> DATA EXCERPTS
· · · · ·

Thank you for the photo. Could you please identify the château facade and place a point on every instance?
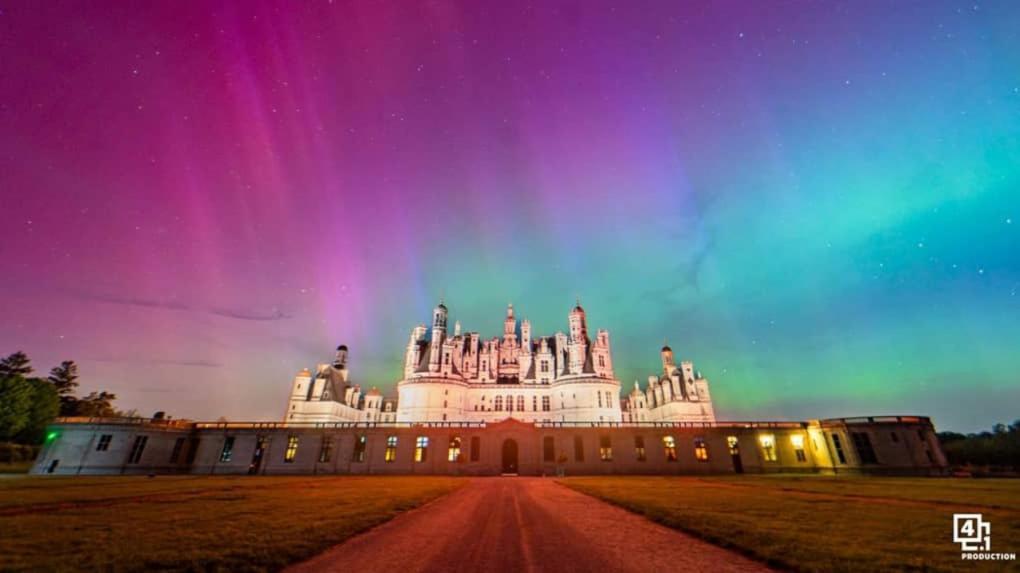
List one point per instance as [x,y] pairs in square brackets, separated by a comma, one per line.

· · · · ·

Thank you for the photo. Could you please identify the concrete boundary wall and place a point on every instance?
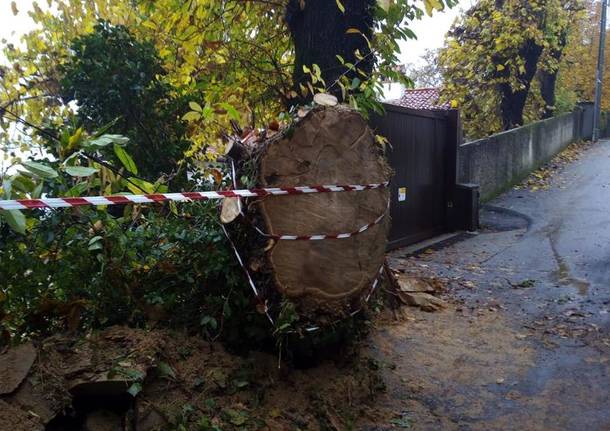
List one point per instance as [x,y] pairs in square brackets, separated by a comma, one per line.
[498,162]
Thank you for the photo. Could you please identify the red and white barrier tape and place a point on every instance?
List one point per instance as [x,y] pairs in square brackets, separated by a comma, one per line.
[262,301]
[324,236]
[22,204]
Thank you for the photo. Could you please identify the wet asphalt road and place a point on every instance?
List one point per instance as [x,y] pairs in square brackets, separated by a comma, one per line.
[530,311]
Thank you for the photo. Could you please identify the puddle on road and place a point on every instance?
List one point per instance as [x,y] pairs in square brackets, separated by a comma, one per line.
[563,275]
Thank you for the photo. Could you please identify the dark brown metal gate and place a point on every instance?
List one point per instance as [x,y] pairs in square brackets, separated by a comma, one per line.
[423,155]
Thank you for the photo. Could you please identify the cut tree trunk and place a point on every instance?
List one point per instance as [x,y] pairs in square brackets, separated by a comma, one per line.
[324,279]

· · · · ·

> WHAT IS REQUIRED
Please count the lines of the records above that contain the word "road", and reply with only that number.

> ANSWER FOR THE TASK
2